__Untersuchter Text__
◇ ◇ ◇ ◇ ◇
Zu Besuch beim Gian und Giachen
Mannomann, liebe Kinder. Habt ihr gewusst, dass es Steinwildkolonien gibt? Dass es Steinböcke hat, habe ich gewusst, aber dass die in Steinwildkolonien leben, das war mir neu. Ich hatte Mama und Papa gelauscht, wie sie über das Thema geredet hatten. Wusstet ihr auch, dass die armen Steinböcke bejagt, ausgerottet und dann wieder angesiedelt wurden, und dass das die erste Wiederansiedlung vom Artenschutzprogramm der Schweiz war? Meine Eltern sagen, dass heute fast 20 Kolonien existieren, und die befinden sich überall bei uns in den Alpen. Nun, da wir eh heute meine beiden Freunde Gian und Giachen besuchen wollen, interessiert mich das Thema schon ein bisschen. Apropos, meine beiden Freunde befinden sich auf dem Flüelagebiet. Na dann, Prost beim Wandern.
Verwandt mit der Ziege?
Eigentlich müsste ich auf Gian und Giachen recht sauer sein. Nicht weil sie im Fernsehen und im Radio so berühmt sind, sondern weil ich recht lange wandern muss, um sie zu besuchen. Müssen die unbedingt hoch oben in den Bergen leben? Aber da muss ich durch, obwohl wandern nicht so mein Ding ist. Am liebsten hänge ich mit meinen Freunden ab, oder wir skaten ein bisschen um die Wette.
Gian und Giachen und alle anderen Steinböcke sind wohl die stärksten und imposantesten Freunde, die ich habe, die in den Bergen wohnen, und irgendwie tun sie mir leid. Sie sind so berühmt, dass sie sogar für das Kantonswappen den Kopf hinhalten müssen. Auf Lateinisch heissen die Steinböcke Capricornus, hm, so wie in meiner Muttersprache Rätoromanisch, und von den Wildarten sind sie näher verwandt mit der Hausziege und nicht, wie viele denken, mit Gamsi, der Gämse. Was meine Eltern nicht alles wissen. Mama sagt, dass die abgelegenen Gebiete bei uns in den Alpen einen idealen Lebensraum für sie bieten, weil sie dort ihre Ruhe haben.
◇ ◇ ◇ ◇ ◇
__Quelldaten__
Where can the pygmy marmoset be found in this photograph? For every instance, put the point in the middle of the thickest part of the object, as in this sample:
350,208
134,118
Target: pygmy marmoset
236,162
◇ ◇ ◇ ◇ ◇
__Aufgaben__
1 - Mit welcher Tierart sind die Steinböcke laut dem Text über die Steinböcke näher verwandt?
2 - Schreibe den Text über die Steinböcke im Anschluss an seinen letzten Satz weiter.
Die Datensätze haben mit dem Text über die Steinböcke nichts zu tun.

__Lösungen__
1 - Mit der Hausziege.

2 -
Mit leerem Magen auf die Jagd
Das Thema interessiert mich. Ich hoffe, dass das Thema Wildkunde bald nach den Schulferien bei uns in der Schule durchgenommen wird. Mein Opa hat, als er noch «Bündner Jäger»-Redaktor war, in den Schulen über Wild und Wald gelehrt und darüber geschrieben. Mich schaudert es, dass die armen Tiere gegen Ende 1650 in der Schweiz fast ausgerottet wurden. Mama sagt, dass das eine ganz schlimme Zeit war. Irgendwie begreife ich auch unsere Vorfahren. Mit leerem Magen gingen sie auf die Jagd, um ihre Familien mit den vielen Kindern zu ernähren. Ich kann kaum glauben, was wir heute alles zu essen haben und was die Menschen tagtäglich wegschmeissen. Aber so waren die Zeiten damals eben.
Wisst ihr, was noch schlimmer war? Gejagt wurden sie auch wegen ihrer besonderen, heilenden und kraftspendenden Wirkung. Ein Aberglaube, der besagt, dass die armen Steinböcke besondere Säfte und Kräfte besitzen und das Fleisch und ihre Fettpolster, die sie im Winter brauchen, gegen alle Erkältungen helfen würden. Sogar das Gehörn wurde fein zerrieben. Zum Glück leben wir heute in anderen Zeiten.
Gestohlen?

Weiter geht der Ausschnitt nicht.